Write out the lines of the records below as a numbered list, omitting any blank lines. Leave the pictures out of your answer.

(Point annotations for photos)
— BEGIN —

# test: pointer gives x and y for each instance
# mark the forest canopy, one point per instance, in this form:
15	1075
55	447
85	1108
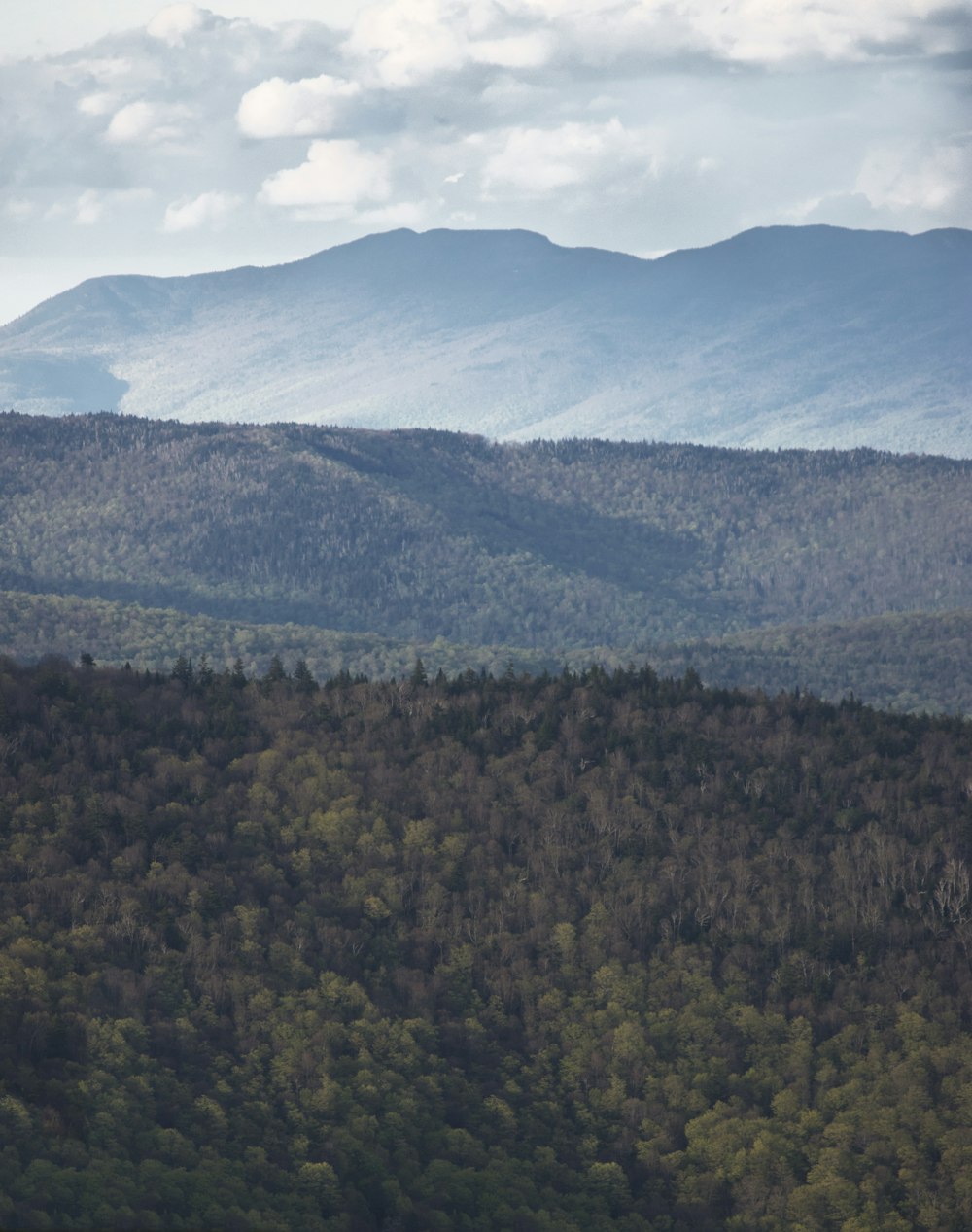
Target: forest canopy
590	950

— END —

» The reply:
1. # test: pointer gives x and y for each instance
2. # mark the forest canopy, one point per instance, in this form:
3. 15	1075
4. 55	447
5. 85	1108
6. Target: forest canopy
7. 590	950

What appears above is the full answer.